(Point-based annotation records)

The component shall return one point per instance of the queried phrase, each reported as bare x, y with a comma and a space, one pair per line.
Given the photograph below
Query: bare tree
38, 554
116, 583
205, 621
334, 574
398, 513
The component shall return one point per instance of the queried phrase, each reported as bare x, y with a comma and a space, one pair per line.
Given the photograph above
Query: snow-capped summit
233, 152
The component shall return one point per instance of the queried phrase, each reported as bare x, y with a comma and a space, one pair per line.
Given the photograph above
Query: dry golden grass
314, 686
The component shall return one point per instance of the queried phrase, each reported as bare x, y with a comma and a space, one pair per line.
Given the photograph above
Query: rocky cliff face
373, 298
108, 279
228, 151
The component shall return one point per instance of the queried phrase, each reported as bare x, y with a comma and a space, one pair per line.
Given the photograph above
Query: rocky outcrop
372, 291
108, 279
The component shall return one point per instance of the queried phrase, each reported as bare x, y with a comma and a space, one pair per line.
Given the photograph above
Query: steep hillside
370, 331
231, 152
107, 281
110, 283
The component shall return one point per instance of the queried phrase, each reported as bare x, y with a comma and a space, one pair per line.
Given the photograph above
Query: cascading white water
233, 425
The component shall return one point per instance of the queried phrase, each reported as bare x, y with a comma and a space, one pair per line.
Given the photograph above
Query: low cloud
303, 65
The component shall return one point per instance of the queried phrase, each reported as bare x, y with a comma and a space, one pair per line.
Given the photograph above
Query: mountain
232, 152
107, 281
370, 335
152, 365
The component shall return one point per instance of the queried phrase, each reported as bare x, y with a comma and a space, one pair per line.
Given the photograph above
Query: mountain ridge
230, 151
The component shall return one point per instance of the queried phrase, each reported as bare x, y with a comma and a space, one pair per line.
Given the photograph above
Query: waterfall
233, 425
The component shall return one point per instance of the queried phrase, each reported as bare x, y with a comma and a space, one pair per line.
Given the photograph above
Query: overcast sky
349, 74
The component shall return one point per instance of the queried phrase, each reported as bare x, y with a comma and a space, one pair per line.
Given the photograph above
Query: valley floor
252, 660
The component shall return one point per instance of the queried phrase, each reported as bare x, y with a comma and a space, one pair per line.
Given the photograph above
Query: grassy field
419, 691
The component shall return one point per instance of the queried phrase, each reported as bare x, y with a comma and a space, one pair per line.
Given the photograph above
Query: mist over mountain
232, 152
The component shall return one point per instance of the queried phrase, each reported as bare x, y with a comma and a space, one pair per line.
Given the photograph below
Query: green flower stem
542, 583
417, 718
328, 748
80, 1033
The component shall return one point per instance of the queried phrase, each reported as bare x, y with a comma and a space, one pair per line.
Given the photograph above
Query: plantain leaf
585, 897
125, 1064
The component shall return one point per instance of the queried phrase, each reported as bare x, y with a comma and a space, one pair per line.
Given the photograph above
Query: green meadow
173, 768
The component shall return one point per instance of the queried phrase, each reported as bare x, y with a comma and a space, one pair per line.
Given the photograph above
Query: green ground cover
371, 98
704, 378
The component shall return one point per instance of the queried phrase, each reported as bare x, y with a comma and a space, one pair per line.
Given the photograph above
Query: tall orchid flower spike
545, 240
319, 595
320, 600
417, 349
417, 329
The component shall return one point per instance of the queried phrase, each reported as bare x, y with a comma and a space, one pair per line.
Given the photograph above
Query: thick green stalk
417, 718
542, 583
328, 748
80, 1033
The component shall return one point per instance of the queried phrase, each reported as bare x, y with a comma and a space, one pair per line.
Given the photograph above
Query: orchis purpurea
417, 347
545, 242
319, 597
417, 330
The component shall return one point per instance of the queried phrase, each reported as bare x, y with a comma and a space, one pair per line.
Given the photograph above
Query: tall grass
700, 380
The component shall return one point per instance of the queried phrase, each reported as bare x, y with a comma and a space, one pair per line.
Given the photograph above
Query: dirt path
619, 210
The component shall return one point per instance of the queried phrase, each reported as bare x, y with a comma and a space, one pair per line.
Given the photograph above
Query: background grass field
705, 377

● **Work required**:
List every line of the records above that contains the string "rocky", matching case exactly.

● **Expected answer**:
Query: rocky cliff face
Query: rocky outcrop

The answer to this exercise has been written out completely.